>> start
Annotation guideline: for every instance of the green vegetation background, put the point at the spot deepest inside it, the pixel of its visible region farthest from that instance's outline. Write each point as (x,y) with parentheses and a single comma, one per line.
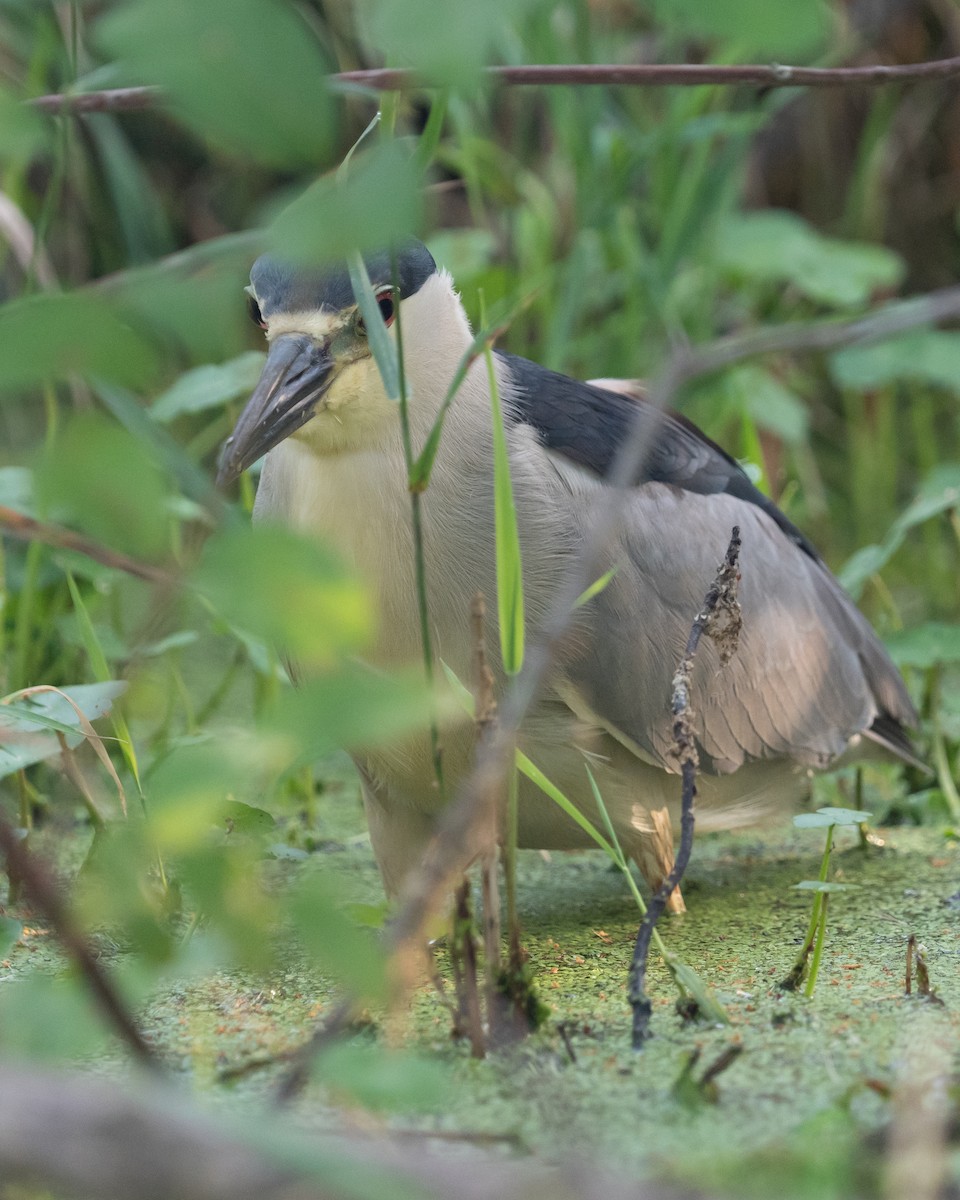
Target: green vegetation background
(609,223)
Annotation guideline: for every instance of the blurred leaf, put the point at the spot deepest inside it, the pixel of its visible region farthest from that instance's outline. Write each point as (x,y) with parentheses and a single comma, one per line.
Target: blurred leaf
(99,477)
(927,355)
(10,930)
(754,27)
(924,646)
(247,819)
(49,1019)
(209,387)
(17,489)
(351,953)
(354,707)
(382,1079)
(449,51)
(192,790)
(193,298)
(24,132)
(49,337)
(261,91)
(376,205)
(940,492)
(775,246)
(25,726)
(828,816)
(287,591)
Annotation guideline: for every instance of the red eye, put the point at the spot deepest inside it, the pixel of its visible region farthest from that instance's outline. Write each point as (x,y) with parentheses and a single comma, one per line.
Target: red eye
(385,304)
(256,316)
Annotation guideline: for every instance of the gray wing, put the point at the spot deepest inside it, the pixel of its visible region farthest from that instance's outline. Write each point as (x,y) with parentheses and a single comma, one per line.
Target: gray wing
(809,673)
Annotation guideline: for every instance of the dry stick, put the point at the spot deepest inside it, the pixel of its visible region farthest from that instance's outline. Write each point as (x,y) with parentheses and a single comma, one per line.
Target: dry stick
(720,619)
(25,528)
(462,826)
(685,75)
(43,893)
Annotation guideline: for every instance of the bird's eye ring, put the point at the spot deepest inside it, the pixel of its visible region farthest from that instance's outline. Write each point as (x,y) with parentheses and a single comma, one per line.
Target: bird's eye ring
(256,316)
(385,304)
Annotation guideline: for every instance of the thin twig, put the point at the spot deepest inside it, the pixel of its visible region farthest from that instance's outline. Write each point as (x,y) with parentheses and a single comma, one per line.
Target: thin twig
(17,525)
(720,619)
(294,1081)
(643,75)
(42,892)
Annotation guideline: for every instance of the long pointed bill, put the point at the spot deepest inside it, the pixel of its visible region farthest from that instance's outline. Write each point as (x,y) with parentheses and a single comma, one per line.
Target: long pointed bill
(295,376)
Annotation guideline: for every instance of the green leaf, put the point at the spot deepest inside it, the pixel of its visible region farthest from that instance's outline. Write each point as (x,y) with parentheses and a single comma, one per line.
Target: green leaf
(287,591)
(51,337)
(828,816)
(351,708)
(754,27)
(381,1079)
(925,355)
(940,492)
(351,953)
(17,489)
(249,76)
(925,646)
(376,205)
(25,726)
(209,387)
(24,132)
(779,247)
(447,47)
(105,480)
(10,930)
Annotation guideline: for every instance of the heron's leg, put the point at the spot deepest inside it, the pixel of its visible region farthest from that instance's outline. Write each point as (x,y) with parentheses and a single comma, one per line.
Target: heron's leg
(397,833)
(654,857)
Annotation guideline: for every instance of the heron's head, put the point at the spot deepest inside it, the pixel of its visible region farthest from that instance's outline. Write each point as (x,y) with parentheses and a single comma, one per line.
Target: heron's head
(321,381)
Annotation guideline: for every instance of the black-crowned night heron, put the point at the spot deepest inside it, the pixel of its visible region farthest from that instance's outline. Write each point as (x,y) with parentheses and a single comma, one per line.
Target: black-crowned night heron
(808,683)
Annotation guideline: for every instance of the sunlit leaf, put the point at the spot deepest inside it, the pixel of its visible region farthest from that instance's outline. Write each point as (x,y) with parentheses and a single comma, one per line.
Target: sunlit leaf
(17,489)
(27,726)
(246,75)
(287,591)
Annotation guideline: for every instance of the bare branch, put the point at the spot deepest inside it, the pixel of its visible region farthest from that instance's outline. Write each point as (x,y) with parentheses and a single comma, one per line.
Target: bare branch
(719,619)
(17,525)
(643,75)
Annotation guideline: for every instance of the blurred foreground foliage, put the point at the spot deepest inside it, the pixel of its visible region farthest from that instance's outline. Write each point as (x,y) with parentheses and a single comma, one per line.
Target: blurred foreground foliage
(621,217)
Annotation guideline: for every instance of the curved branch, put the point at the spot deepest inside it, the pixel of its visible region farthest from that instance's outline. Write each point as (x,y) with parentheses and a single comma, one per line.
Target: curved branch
>> end
* **Task goal**:
Rewrite the items from the line containing "Annotation guideline: for every instance of the curved" through the last line of the items, putting "limb" wherever "branch" appears and keeping everything else the same.

* **The completed task**:
Annotation guideline: for every instance of the curved limb, put the point at the spot deepest inside it, the pixel of its visible region farthest from that instance's outline. Write each point as (x,y) with parentheses and a single comma, one per line.
Target: curved limb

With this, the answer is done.